** Begin Given entries **
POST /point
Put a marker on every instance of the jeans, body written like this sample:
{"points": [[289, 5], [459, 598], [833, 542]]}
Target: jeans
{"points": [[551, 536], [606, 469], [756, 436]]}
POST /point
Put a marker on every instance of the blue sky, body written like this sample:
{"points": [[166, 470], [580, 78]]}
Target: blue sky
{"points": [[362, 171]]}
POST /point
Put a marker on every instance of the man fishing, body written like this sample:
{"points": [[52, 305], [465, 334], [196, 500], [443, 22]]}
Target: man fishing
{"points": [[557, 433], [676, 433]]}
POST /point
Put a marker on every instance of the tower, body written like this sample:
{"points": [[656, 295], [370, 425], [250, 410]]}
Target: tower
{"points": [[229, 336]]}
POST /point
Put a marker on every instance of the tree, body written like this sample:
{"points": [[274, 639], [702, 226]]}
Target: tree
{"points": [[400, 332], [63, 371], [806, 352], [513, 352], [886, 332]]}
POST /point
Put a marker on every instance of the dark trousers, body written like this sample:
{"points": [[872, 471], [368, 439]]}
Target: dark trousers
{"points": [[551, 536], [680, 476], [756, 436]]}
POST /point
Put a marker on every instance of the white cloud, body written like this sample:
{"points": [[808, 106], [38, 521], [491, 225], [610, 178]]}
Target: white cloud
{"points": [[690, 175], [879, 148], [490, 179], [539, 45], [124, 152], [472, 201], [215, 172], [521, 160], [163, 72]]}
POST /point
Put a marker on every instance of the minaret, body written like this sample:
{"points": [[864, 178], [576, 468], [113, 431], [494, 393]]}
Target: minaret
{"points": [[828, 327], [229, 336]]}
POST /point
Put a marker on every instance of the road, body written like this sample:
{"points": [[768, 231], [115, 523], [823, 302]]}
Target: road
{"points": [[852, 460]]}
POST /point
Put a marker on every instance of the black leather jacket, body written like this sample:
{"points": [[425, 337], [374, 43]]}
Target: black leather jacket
** End Given entries **
**Given exercise**
Quote the whole listing above, leaving nothing out.

**Task output**
POST /point
Put a marker on every instance of the jeans, body written like this sample:
{"points": [[289, 5], [459, 598], [833, 542]]}
Target: jeans
{"points": [[551, 536], [606, 469], [756, 436]]}
POST /point
Put a marker on every instance of the blue sky, body written like this sample:
{"points": [[166, 470], [580, 78]]}
Target: blue sky
{"points": [[362, 171]]}
POST /point
Put a marker on every instance of the man fishing, body written like this sample:
{"points": [[52, 305], [465, 334], [196, 500], [443, 22]]}
Target: man fishing
{"points": [[557, 433], [676, 433]]}
POST /point
Put a marker on every instance of the tower, body written like this sample:
{"points": [[656, 295], [370, 425], [250, 410]]}
Target: tower
{"points": [[229, 336]]}
POST /point
Put a marker on every instance of the tree, body written like this sample:
{"points": [[274, 639], [702, 226]]}
Target: tree
{"points": [[400, 332], [63, 371], [806, 352], [513, 352], [886, 332]]}
POST /point
Put a marker on every instance of the dark trousers, body written like this sample:
{"points": [[872, 471], [368, 439]]}
Target: dark trousers
{"points": [[551, 536], [680, 476], [756, 436]]}
POST /point
Put a marker on every instance of the white cloud, body written like this sample:
{"points": [[808, 106], [38, 521], [491, 225], [610, 178]]}
Target: white cloud
{"points": [[690, 175], [879, 148], [490, 179], [539, 45], [124, 152], [472, 201], [215, 172], [521, 160], [163, 72]]}
POST /point
Put a marker on every instance of the minaret, body written like this sample:
{"points": [[864, 178], [576, 468], [113, 431], [494, 393]]}
Target: minaret
{"points": [[828, 327], [229, 336]]}
POST /point
Put a marker on every instance of the road, body written like this sample:
{"points": [[768, 231], [115, 523], [823, 302]]}
Target: road
{"points": [[852, 460]]}
POST /point
Put a marker on every instance of the black leather jacket, body written like this sample:
{"points": [[425, 337], [374, 43]]}
Target: black leather jacket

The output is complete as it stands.